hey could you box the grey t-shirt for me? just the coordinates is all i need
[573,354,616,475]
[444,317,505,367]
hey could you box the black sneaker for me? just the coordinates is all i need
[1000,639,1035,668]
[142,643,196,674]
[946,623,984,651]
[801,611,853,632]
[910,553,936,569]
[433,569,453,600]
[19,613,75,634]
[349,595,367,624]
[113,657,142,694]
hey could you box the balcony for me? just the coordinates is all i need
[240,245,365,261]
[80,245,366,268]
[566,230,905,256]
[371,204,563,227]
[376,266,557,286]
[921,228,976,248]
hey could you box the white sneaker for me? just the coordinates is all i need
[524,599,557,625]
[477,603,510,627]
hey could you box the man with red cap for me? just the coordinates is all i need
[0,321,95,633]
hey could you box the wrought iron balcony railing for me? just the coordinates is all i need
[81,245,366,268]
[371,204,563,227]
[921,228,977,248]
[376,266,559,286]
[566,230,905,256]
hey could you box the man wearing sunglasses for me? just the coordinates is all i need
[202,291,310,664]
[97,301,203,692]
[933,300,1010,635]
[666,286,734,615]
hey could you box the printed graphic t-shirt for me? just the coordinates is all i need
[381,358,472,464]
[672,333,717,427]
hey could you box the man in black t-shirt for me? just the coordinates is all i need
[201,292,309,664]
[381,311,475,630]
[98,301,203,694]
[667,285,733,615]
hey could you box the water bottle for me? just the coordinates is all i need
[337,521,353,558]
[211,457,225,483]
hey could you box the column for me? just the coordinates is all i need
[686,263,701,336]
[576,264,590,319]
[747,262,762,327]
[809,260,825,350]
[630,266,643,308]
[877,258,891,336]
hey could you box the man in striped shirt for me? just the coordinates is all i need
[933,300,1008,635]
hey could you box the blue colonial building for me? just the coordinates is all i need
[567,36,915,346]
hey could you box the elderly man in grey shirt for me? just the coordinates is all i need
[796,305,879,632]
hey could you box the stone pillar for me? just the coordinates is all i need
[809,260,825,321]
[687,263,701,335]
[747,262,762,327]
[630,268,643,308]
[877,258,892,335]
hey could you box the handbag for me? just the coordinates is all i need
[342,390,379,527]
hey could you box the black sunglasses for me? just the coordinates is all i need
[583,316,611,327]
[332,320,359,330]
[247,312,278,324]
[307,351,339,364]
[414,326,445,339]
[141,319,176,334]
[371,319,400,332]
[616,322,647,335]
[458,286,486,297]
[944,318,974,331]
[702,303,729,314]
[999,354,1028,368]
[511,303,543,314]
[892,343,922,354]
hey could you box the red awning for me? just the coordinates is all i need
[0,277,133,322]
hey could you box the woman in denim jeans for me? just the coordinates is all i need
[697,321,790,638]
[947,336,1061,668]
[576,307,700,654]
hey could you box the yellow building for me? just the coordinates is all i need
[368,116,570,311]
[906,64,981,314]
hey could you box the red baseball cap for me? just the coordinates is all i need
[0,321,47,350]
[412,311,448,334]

+ + + + + + +

* [EXERCISE DESCRIPTION]: Every record above needs to be copied exactly.

* [ANSWER FOR THE TASK]:
hey could you box the grey t-shirt for me? just the coordinates is all i need
[573,354,616,475]
[444,317,505,367]
hey could you box the black sneaker for me? just the coordinates is all i need
[1000,639,1035,668]
[142,643,196,674]
[946,623,984,651]
[801,611,853,632]
[910,553,936,569]
[433,569,453,600]
[19,613,75,634]
[349,595,367,624]
[113,657,142,694]
hey could you box the balcony for me? just the coordinates is all i need
[240,245,365,261]
[80,245,366,268]
[566,230,905,256]
[371,204,563,227]
[376,266,557,286]
[921,228,976,248]
hey could you box the white sneaker for me? just the coordinates is all i need
[524,599,557,625]
[477,603,510,627]
hey could you box the man with red cap for me? just the coordinates is all i need
[0,321,95,633]
hey could you box the wrought iron balcony railing for me? just the coordinates is all i need
[81,245,366,268]
[371,204,563,227]
[921,228,977,248]
[376,266,559,286]
[566,230,905,256]
hey could you box the man wearing sunglasses for me? just the coordinates is all i need
[202,291,310,664]
[97,301,203,692]
[933,300,1010,635]
[666,286,734,615]
hey could you box the printed graphic t-shirt for me? just the coordinates is all i need
[381,358,472,464]
[672,333,717,427]
hey could you box the man in black t-shirt for me? just the coordinates is all i need
[201,292,309,664]
[381,311,475,630]
[98,301,203,694]
[667,285,733,615]
hey could you box the water bottle for me? just the coordinates is all i need
[337,521,353,558]
[211,457,225,483]
hey could you box the column for me? just the coordinates is all i need
[686,263,701,336]
[576,264,590,319]
[747,262,762,327]
[809,260,825,350]
[630,266,643,308]
[877,258,891,336]
hey could you box the man in striped shirt for me? just the coordinates is all i need
[933,300,1008,635]
hey could you box the blue colonial building for me? just the coordinates is all i need
[567,36,915,346]
hey could you box the elderly man in grey shirt for me? just the coordinates is all i need
[796,305,879,632]
hey could you box the stone pillar for me? just the coordinates is all i need
[809,260,825,321]
[687,263,701,335]
[747,262,762,327]
[630,268,643,308]
[877,258,892,335]
hey could you box the handbag for me? just the coordinates is all i need
[342,390,379,527]
hey could you box the black sunglasses for me? just the coordinates is all i need
[583,316,611,327]
[332,320,359,330]
[247,312,278,324]
[307,351,339,364]
[414,326,445,339]
[141,319,176,334]
[371,319,400,332]
[616,322,647,335]
[458,286,486,297]
[944,318,974,331]
[702,303,729,314]
[999,354,1028,368]
[511,303,543,314]
[892,343,922,354]
hey could you box the red awning for me? just the coordinates is all i need
[0,277,133,322]
hey could you box the woman in denim jeans for me? just the coordinates is all i need
[697,321,790,638]
[947,336,1061,668]
[576,307,700,654]
hey could you box the yellow building for me? just the coordinates is all i need
[368,116,570,311]
[906,64,981,314]
hey could you box the red baseball cap for me? just the coordinates is all i need
[0,321,47,350]
[412,311,448,334]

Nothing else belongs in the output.